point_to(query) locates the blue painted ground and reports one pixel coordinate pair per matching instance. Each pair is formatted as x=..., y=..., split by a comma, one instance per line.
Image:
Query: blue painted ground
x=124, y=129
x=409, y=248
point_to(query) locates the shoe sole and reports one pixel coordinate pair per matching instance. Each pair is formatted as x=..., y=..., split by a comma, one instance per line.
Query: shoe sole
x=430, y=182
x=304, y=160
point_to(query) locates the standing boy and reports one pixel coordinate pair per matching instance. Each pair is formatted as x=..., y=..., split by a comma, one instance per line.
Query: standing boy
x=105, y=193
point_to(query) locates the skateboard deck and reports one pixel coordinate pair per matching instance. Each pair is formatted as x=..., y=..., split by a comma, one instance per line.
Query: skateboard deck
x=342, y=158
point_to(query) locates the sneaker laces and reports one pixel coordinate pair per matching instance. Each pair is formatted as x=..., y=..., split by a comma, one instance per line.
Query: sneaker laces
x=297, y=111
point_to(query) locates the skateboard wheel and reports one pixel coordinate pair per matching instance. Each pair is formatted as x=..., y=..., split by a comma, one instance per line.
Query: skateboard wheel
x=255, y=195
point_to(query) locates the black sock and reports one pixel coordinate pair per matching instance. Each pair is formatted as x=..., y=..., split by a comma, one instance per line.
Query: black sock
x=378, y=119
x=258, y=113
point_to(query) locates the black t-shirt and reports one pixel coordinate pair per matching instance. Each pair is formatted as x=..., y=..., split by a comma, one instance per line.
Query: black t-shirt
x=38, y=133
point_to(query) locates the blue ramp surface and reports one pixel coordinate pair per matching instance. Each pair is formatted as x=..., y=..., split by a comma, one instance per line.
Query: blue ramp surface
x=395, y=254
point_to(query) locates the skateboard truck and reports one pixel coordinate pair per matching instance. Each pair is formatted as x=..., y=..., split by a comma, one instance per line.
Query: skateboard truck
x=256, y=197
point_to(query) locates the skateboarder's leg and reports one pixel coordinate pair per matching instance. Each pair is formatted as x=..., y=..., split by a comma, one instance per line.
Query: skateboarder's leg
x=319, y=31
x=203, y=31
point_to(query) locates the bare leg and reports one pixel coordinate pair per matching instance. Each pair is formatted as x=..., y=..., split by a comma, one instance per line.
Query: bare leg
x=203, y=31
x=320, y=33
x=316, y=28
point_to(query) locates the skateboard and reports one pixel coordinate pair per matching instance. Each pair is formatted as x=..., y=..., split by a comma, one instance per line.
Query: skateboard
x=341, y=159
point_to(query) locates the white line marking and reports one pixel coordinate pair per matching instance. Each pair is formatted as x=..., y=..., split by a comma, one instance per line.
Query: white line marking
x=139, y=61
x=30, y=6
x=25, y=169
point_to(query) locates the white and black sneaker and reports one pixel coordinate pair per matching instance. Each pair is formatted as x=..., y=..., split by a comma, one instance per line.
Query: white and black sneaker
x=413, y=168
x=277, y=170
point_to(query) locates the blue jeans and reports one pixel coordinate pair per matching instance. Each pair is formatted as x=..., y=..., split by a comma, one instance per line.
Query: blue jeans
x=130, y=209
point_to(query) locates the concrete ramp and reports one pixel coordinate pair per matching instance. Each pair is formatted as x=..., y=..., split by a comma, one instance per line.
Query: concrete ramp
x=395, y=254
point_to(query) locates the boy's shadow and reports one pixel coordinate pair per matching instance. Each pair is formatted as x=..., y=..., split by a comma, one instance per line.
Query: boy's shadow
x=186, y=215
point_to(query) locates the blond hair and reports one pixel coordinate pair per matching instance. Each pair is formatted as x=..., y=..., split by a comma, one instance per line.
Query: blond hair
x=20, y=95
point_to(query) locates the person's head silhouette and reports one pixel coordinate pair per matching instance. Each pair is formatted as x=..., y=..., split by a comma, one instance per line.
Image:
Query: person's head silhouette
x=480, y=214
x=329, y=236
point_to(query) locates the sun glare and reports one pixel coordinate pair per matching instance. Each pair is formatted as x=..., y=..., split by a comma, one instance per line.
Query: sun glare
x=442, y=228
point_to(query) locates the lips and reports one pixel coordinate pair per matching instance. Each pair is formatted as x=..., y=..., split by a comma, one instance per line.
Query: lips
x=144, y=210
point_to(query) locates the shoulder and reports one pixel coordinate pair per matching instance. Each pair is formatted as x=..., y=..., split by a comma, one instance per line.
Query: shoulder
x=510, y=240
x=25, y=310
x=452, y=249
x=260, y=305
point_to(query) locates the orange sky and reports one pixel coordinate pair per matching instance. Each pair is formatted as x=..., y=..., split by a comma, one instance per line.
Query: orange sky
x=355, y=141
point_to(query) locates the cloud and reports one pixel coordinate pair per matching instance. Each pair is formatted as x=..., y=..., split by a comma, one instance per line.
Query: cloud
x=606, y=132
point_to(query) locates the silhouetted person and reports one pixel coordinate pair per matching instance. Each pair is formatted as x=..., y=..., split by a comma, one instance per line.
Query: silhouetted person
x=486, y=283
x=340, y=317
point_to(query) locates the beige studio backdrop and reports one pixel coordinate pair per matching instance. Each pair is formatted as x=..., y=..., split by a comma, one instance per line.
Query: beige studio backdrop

* What the exercise asks *
Copy out all of the data above again, swapping "split by a comma" for "separated by a comma" wherever it occurs and leaving everything else the same.

* Finished exercise *
point_to(query) locates the blue painted ground and reports one pixel coordinate pair per matching instance. Each pair is formatted as x=..., y=..., separated by a comma, one instance per line.
Image:
Query: blue painted ground
x=124, y=129
x=409, y=248
point_to(query) locates the shoe sole and reports one pixel coordinate pair per matching instance. Each pair is formatted as x=..., y=..., separated by a comma, one instance per line.
Query: shoe sole
x=430, y=182
x=304, y=160
point_to(query) locates the standing boy and reports one pixel coordinate pair per matching instance. Each pair is formatted as x=..., y=..., separated by a comma, one instance per line.
Query: standing boy
x=105, y=193
point_to(query) locates the skateboard deck and reports one pixel coordinate pair per matching instance. Each pair is formatted as x=..., y=..., separated by a comma, one instance per line.
Query: skateboard deck
x=342, y=158
point_to(query) locates the sneaker laces and reports one pixel coordinate pair per matching instance. Each pair is formatted as x=..., y=..., separated by a comma, one instance per line.
Query: sneaker laces
x=297, y=111
point_to(query) locates the skateboard wheel and reports one pixel coordinate pair per matching instance. Each pair is formatted as x=..., y=..., separated by a comma, one instance per line.
Query: skateboard wheel
x=255, y=195
point_to(query) locates the black sock and reports one pixel coordinate pair per matching instance. Each pair is formatted as x=..., y=..., separated by a comma, one instance per line.
Query: black sock
x=378, y=119
x=258, y=113
point_to(query) locates the black t-shirt and reports one pixel coordinate pair per matching instance. Each pair is formatted as x=..., y=..., separated by a comma, one instance per line.
Query: black t-shirt
x=38, y=133
point_to(query) locates the blue ramp surface and reports one pixel coordinate pair per matching instance. Each pair is formatted as x=..., y=..., separated by a comma, one instance per line.
Query: blue ramp surface
x=395, y=254
point_to(query) locates the skateboard truck and reports one pixel coordinate pair per matching instance. Each pair is formatted as x=..., y=..., separated by a comma, one instance per line.
Query: skateboard truck
x=256, y=197
point_to(query) locates the skateboarder's leg and reports one pixel coordinate pair per matching instance. Each pair is formatted as x=..., y=..., separated by a comma, one instance per line.
Query: skateboarder's leg
x=319, y=31
x=203, y=31
point_to(query) locates the bare leg and reports one pixel coordinate pair per matching instance. Each pair is formatted as x=..., y=..., separated by a comma, one instance per line.
Query: bare leg
x=203, y=31
x=320, y=33
x=316, y=28
point_to(query) locates the skateboard and reports one pixel coordinate pair per matching instance. Each pair is formatted as x=..., y=..., separated by a comma, one instance per line.
Query: skateboard
x=341, y=159
point_to(query) locates the white line marking and reports one pixel coordinate pair per matching instance. Each pair is formatted as x=..., y=..., separated by a comma, one instance per line.
Query: white line marking
x=139, y=61
x=30, y=6
x=25, y=169
point_to(query) locates the white and black sneaker and reports one pixel coordinate pair per matching instance. Each pair is formatted as x=..., y=..., separated by a comma, one instance per line.
Query: white and black sneaker
x=413, y=168
x=277, y=170
point_to(query) locates the blue jeans and reports one pixel coordinate pair per matching instance. Each pair is formatted as x=..., y=..., separated by a comma, one instance per line.
Query: blue jeans
x=130, y=209
point_to(query) locates the concrete ramp and reports one pixel coordinate pair per matching instance. Each pair is formatted as x=..., y=..., separated by a comma, one instance per line.
Query: concrete ramp
x=395, y=254
point_to(query) locates the boy's shadow and reports one pixel coordinate pair per matching instance. Each pair is formatted as x=..., y=..., separated by a comma, one instance per line.
Query: boy's shadow
x=186, y=215
point_to(query) locates the blond hair and reports one pixel coordinate pair per matching instance. Each pair is formatted as x=..., y=..., separated by a comma, one instance per line.
Query: blond hair
x=20, y=95
point_to(query) locates the person's head silhouette and reports one pixel coordinate pair per matching instance. Each pair is formatted as x=..., y=..., separated by a comma, one instance per line.
Image:
Query: person's head silhouette
x=480, y=214
x=329, y=236
point_to(query) locates the sun glare and reports one pixel coordinate pair per matching instance. Each pair is formatted as x=..., y=..., separated by a comma, one instance per line.
Query: sun glare
x=442, y=228
point_to(query) locates the lips and reports one pixel coordinate pair per matching instance. Each pair is formatted as x=..., y=..., separated by a comma, one instance per line.
Query: lips
x=144, y=210
point_to(query) locates the shoulder and reports one pixel coordinate pair per matching instance. Each pair is formatted as x=..., y=..., separated by a comma, one instance per line.
Query: shoulder
x=510, y=240
x=25, y=310
x=452, y=249
x=260, y=305
point_to(query) locates the orange sky and reports one pixel coordinate pair per matching instance. Each pair is formatted as x=..., y=..., separated by a comma, one instance per line.
Query: orange sky
x=355, y=141
point_to(query) locates the cloud and reports one pixel coordinate pair per matching instance. Each pair is formatted as x=..., y=..., separated by a comma, one instance per line.
Query: cloud
x=606, y=132
point_to(query) locates the silhouetted person and reports one pixel coordinate pair per matching instance. Each pair is formatted as x=..., y=..., separated by a comma, one instance per line.
Query: silhouetted person
x=486, y=283
x=340, y=317
point_to(query) locates the beige studio backdrop and reports one pixel coordinate pair per matching instance. Each pair is formatted as x=..., y=..., separated by a comma, one instance per line.
Query: beige studio backdrop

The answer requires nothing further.